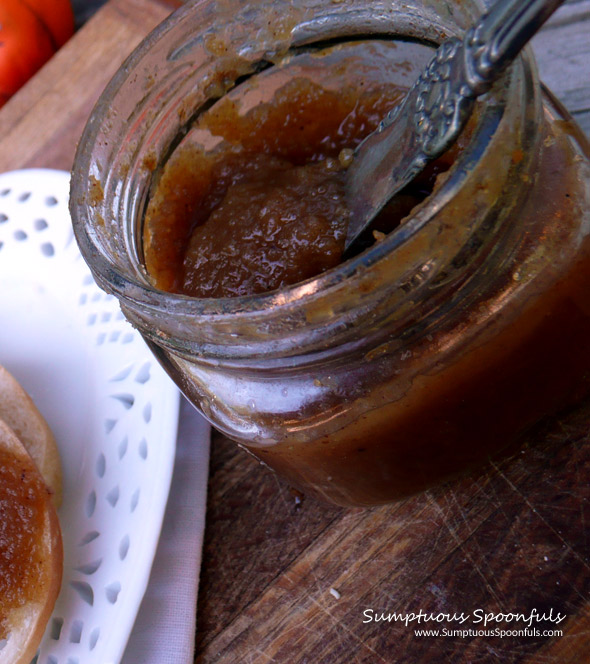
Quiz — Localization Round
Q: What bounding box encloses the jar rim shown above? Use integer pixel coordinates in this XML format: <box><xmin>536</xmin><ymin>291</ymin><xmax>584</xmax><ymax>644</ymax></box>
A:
<box><xmin>70</xmin><ymin>0</ymin><xmax>530</xmax><ymax>332</ymax></box>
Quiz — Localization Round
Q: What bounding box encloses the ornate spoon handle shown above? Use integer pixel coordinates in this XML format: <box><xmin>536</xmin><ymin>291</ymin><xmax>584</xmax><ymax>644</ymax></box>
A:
<box><xmin>346</xmin><ymin>0</ymin><xmax>564</xmax><ymax>249</ymax></box>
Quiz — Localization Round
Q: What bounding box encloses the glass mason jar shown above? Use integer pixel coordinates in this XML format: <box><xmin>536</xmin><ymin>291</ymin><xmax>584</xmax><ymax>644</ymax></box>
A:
<box><xmin>70</xmin><ymin>0</ymin><xmax>590</xmax><ymax>506</ymax></box>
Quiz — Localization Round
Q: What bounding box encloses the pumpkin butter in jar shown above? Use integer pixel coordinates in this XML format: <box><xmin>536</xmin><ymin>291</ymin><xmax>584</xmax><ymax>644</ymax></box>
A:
<box><xmin>73</xmin><ymin>2</ymin><xmax>590</xmax><ymax>506</ymax></box>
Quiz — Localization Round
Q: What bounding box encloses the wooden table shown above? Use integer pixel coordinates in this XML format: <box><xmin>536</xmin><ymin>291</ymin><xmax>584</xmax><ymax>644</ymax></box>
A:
<box><xmin>0</xmin><ymin>0</ymin><xmax>590</xmax><ymax>664</ymax></box>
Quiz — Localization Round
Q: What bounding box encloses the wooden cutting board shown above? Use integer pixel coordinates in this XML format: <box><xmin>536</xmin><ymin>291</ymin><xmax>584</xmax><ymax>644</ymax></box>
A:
<box><xmin>0</xmin><ymin>0</ymin><xmax>590</xmax><ymax>664</ymax></box>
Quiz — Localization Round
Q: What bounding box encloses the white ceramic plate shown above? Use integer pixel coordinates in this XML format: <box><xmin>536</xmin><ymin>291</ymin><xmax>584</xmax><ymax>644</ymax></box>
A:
<box><xmin>0</xmin><ymin>170</ymin><xmax>179</xmax><ymax>664</ymax></box>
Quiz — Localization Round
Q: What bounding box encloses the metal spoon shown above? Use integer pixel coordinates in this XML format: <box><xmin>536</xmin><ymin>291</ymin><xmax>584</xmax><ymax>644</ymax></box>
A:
<box><xmin>345</xmin><ymin>0</ymin><xmax>564</xmax><ymax>249</ymax></box>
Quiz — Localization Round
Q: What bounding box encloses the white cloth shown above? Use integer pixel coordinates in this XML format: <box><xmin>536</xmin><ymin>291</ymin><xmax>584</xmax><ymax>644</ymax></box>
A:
<box><xmin>121</xmin><ymin>398</ymin><xmax>211</xmax><ymax>664</ymax></box>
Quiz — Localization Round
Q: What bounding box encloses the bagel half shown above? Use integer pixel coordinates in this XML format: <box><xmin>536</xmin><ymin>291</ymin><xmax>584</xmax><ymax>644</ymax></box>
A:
<box><xmin>0</xmin><ymin>365</ymin><xmax>62</xmax><ymax>507</ymax></box>
<box><xmin>0</xmin><ymin>420</ymin><xmax>63</xmax><ymax>664</ymax></box>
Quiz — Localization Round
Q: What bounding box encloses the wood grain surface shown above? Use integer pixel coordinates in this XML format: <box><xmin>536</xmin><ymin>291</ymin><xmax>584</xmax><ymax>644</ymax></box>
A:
<box><xmin>0</xmin><ymin>0</ymin><xmax>590</xmax><ymax>664</ymax></box>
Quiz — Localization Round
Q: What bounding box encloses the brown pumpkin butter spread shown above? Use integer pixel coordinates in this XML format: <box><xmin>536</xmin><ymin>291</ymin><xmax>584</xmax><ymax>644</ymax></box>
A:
<box><xmin>0</xmin><ymin>451</ymin><xmax>48</xmax><ymax>639</ymax></box>
<box><xmin>144</xmin><ymin>61</ymin><xmax>462</xmax><ymax>297</ymax></box>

### Written problem
Pick out every line above that contains the word "spoon", and copy each one. Case counts.

### Answer to this task
Q: What bounding box encloses the ornate spoon handle shown above? Use integer pixel coordinates in this XML format: <box><xmin>536</xmin><ymin>291</ymin><xmax>584</xmax><ymax>644</ymax></box>
Q: What bounding box encloses the metal spoon shown above? Use integer pixel coordinates in this XML format: <box><xmin>536</xmin><ymin>291</ymin><xmax>584</xmax><ymax>644</ymax></box>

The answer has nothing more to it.